(SHORT TASK): Rescale the listing below, writing out only the lines from the one containing "Each instance receives exactly one keypoint. Mark the plant" through the last line of the listing, requests included. Multiply every coordinate in the answers by 2.3 and round each result to a whole number, with halves rounded up.

Pointing dataset excerpts:
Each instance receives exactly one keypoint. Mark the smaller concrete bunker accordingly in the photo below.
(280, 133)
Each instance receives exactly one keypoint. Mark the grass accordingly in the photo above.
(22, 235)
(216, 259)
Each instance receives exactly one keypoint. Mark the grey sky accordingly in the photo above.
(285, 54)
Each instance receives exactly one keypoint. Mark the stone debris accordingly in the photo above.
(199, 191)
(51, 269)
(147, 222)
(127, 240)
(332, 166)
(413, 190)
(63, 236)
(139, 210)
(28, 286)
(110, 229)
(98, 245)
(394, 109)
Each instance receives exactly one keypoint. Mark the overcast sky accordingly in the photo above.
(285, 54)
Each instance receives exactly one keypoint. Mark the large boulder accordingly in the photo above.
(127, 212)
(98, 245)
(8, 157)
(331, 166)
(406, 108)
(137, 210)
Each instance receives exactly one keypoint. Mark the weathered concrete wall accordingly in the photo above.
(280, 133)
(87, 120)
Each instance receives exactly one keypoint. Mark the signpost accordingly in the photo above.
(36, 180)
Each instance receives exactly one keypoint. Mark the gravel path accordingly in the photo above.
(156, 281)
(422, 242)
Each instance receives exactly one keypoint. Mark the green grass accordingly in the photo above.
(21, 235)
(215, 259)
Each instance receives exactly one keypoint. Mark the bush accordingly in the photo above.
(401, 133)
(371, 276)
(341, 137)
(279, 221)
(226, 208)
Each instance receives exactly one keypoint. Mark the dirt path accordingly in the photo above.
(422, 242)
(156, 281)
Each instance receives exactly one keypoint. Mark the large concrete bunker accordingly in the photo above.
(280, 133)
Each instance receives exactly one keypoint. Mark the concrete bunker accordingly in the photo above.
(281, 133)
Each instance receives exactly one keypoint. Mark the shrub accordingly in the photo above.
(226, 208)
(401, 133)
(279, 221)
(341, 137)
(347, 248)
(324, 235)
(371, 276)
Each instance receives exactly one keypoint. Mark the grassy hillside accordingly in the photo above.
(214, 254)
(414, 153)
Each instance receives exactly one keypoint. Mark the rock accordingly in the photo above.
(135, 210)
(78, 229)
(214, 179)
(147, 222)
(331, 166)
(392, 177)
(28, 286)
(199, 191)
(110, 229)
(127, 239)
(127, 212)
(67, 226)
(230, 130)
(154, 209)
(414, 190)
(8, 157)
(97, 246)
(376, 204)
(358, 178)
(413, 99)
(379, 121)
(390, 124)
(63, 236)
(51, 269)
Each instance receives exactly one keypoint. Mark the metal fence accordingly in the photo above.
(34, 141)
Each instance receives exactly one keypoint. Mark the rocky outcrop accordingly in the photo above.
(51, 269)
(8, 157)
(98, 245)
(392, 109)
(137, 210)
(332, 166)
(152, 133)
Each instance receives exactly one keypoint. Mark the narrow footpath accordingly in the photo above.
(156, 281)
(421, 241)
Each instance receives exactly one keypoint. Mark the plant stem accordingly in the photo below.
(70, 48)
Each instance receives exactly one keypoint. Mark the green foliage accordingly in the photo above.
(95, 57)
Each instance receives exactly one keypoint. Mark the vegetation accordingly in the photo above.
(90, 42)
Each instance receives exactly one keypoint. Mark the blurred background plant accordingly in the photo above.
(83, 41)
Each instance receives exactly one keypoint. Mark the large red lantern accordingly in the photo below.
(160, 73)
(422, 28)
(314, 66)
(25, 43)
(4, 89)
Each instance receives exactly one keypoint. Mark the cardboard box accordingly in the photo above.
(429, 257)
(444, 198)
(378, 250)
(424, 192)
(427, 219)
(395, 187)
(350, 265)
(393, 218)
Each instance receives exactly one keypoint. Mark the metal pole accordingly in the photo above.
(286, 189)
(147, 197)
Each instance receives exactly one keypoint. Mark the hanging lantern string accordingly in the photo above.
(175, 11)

(ANSWER TO THIS PROBLEM):
Each instance receives exactly one keypoint. Mark the plant stem accordingly in the photo below.
(161, 110)
Each instance receives exactly one keypoint. Mark the green foliage accordingly in the photo above.
(219, 131)
Each instance receives exactly one keypoint. Mark the vegetation accordingly in the photo above.
(207, 97)
Each instance receives exactly one keypoint. Mark the blurred background plant accordingly in the photo above.
(191, 94)
Each instance receives exactly one keypoint. Mark the large red lantern accordingly in the photo below.
(368, 168)
(971, 64)
(722, 152)
(58, 99)
(9, 205)
Each instance receives exactly one keypoint. Mark the cardboard box accordingly in the photo above.
(987, 591)
(1021, 455)
(869, 575)
(975, 442)
(982, 504)
(909, 430)
(805, 610)
(904, 501)
Each instance receives exactly one keypoint. Mark the metal pole accordingly in the photo above.
(658, 435)
(338, 453)
Each instance receives exactly one keypoint. Mark the hanging lantern string accordingly in the photo above.
(403, 25)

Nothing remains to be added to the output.